==== Material to process
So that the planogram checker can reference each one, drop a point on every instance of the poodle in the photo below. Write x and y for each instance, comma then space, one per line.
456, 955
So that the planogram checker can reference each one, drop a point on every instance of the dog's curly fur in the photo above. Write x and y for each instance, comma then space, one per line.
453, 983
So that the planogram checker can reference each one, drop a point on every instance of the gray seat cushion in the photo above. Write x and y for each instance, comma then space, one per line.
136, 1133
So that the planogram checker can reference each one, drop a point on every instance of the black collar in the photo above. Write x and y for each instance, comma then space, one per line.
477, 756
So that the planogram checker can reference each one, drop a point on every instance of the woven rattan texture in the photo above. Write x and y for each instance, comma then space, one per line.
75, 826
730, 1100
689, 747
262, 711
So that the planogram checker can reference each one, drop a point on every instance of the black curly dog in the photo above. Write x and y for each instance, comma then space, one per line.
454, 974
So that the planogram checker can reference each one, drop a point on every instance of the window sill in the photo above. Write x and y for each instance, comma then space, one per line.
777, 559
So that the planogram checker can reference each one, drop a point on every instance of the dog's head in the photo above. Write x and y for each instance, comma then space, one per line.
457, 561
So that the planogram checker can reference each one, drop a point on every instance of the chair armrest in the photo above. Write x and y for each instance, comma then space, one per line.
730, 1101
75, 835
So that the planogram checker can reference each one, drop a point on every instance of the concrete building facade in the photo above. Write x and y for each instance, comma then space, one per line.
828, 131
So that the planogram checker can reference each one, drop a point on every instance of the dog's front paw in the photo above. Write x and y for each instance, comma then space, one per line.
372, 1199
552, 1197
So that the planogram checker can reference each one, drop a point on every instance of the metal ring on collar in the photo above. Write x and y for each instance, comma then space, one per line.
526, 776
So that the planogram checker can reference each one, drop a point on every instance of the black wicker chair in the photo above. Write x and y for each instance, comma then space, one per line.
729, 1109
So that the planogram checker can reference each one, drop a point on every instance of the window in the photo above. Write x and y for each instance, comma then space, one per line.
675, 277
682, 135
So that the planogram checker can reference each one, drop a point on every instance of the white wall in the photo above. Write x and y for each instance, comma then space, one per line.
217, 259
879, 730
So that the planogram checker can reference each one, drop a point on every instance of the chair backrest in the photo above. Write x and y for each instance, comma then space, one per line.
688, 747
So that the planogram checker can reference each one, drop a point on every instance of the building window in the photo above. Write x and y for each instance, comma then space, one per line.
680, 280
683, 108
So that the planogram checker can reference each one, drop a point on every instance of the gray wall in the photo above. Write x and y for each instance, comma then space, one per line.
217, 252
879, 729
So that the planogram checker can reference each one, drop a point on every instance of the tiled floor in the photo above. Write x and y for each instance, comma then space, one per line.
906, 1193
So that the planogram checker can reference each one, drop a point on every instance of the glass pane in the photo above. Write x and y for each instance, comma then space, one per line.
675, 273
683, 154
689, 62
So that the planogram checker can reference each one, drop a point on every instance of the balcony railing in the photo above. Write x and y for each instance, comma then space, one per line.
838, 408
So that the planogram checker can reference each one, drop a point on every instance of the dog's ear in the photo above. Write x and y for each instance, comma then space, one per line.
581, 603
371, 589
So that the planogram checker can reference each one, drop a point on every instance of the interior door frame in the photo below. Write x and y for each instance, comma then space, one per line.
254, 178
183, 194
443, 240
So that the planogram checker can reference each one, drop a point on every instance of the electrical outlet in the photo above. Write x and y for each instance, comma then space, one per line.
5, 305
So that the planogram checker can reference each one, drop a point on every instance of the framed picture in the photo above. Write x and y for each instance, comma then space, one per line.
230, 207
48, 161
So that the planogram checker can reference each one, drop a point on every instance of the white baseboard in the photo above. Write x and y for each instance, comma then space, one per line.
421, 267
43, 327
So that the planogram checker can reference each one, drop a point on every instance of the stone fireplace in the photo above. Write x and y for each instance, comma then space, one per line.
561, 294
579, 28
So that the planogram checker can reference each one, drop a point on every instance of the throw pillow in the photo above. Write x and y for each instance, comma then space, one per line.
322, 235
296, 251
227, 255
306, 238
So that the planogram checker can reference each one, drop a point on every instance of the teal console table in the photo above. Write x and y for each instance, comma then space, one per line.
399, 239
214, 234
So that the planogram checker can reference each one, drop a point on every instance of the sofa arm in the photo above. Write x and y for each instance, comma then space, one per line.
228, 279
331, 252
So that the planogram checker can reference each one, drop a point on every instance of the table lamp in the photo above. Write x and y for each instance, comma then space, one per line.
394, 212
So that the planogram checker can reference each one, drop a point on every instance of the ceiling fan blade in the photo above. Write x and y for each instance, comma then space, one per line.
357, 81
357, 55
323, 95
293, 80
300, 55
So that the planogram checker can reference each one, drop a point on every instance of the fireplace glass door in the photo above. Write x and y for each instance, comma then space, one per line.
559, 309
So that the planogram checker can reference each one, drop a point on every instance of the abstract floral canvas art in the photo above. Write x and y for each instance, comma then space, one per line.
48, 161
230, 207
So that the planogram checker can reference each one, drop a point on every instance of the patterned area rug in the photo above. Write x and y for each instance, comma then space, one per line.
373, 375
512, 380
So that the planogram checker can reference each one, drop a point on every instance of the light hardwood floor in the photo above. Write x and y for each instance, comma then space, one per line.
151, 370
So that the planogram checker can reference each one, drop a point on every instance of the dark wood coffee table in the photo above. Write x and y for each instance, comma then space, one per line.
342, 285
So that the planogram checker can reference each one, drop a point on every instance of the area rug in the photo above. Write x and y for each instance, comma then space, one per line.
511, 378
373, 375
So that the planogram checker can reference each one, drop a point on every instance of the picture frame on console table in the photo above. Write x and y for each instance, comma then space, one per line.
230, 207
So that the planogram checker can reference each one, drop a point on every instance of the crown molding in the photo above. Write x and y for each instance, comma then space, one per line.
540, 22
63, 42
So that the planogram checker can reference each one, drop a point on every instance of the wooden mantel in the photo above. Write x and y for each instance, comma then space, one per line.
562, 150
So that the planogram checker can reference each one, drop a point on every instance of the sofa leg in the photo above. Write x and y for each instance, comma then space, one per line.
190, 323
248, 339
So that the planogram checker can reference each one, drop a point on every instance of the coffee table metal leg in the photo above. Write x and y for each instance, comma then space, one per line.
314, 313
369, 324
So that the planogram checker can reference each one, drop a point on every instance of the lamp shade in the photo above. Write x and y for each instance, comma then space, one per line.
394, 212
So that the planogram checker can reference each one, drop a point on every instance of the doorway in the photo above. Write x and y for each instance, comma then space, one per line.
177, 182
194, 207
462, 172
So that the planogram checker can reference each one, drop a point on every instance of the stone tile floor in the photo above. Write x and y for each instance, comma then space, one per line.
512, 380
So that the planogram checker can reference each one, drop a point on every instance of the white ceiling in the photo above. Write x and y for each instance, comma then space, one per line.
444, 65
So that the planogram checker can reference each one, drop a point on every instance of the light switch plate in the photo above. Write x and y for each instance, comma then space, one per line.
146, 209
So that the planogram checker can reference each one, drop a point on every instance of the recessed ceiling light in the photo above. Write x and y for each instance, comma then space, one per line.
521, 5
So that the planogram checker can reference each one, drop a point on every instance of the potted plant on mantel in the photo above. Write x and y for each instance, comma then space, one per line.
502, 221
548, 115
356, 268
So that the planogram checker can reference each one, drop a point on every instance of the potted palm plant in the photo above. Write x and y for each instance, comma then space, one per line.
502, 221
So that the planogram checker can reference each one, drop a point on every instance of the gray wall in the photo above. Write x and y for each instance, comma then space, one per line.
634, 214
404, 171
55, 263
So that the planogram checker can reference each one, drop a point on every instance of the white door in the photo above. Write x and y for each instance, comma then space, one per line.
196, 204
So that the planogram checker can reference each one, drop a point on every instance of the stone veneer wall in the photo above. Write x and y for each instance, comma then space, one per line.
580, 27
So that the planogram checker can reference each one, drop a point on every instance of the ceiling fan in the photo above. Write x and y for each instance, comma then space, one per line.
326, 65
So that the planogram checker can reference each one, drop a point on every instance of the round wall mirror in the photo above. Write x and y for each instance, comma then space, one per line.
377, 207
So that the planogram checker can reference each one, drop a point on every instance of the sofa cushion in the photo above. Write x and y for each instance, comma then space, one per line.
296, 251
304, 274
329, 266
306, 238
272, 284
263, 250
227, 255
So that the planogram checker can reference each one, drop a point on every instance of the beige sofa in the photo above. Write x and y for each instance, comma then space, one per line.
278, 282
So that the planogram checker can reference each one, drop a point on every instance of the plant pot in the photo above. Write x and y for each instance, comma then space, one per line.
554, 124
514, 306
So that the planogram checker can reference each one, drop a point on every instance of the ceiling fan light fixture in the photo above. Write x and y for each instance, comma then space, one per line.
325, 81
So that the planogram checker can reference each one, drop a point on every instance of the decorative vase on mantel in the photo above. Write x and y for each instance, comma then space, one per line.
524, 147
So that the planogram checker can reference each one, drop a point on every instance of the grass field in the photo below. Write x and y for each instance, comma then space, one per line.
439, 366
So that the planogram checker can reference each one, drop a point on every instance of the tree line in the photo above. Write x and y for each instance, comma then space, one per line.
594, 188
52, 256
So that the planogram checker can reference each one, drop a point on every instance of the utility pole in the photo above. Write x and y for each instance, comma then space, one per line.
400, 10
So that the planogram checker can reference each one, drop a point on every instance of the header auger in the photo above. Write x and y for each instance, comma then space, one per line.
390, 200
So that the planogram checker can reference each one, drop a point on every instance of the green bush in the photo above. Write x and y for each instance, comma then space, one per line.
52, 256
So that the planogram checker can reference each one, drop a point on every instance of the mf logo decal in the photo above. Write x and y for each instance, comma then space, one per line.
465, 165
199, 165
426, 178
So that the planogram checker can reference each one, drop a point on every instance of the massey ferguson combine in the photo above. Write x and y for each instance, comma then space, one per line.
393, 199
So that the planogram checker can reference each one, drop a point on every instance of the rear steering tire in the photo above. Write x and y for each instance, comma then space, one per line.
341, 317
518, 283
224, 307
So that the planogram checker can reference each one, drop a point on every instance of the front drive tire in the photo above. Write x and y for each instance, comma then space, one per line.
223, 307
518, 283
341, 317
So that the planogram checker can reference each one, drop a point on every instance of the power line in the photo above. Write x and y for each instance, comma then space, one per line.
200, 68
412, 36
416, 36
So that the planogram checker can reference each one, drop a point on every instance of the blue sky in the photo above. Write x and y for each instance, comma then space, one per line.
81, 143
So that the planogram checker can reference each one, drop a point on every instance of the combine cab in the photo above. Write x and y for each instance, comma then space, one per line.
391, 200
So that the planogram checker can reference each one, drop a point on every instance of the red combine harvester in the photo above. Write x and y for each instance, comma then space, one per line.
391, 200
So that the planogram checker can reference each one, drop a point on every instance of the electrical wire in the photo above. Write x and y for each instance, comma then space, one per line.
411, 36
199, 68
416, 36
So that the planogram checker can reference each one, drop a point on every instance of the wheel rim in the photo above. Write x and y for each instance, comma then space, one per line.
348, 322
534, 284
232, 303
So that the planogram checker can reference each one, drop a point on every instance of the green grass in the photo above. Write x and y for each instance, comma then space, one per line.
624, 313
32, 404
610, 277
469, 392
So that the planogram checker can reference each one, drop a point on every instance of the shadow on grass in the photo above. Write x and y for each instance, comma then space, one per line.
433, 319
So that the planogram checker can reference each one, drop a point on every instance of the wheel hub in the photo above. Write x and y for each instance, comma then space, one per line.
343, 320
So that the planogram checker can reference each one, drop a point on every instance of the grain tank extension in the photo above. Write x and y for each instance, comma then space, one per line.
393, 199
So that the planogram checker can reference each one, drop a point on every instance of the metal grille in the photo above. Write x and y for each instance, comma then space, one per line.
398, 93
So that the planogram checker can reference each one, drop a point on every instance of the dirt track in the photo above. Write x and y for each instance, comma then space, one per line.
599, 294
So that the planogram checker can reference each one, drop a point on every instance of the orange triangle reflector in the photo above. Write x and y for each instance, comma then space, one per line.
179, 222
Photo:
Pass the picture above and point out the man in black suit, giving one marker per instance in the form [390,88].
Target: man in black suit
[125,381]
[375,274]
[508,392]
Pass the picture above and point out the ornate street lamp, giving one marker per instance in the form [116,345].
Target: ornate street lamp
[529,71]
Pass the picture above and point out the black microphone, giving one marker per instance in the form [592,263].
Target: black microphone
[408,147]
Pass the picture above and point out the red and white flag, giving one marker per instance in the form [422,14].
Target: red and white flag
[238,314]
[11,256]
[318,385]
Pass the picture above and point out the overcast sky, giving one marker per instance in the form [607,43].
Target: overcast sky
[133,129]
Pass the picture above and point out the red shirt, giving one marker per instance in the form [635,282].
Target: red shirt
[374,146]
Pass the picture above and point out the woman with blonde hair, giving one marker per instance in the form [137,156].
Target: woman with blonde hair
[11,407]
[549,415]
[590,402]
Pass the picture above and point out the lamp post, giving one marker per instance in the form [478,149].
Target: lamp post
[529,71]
========
Take from the material above every line that includes the word "form".

Pass the picture above and point out the man in black suit, giving one marker per instance in the form [390,88].
Pass the picture above and point out the ornate street lamp, giving one marker per instance in the form [116,345].
Pass the picture above and point out the black microphone, giving one marker per instance in the form [592,263].
Pass the picture above and point out the red and white flag, giving one marker per instance in the form [422,14].
Pass the picture above and point out the overcast sky, giving one marker per instance in the form [607,43].
Pass the picture above and point out the red shirt, giving one marker per instance in the form [635,282].
Pass the picture above and point out the woman with blonde hair, giving one marker per instance in the form [137,156].
Pass the picture above and point out the lamp post, giving one marker per instance in the form [478,149].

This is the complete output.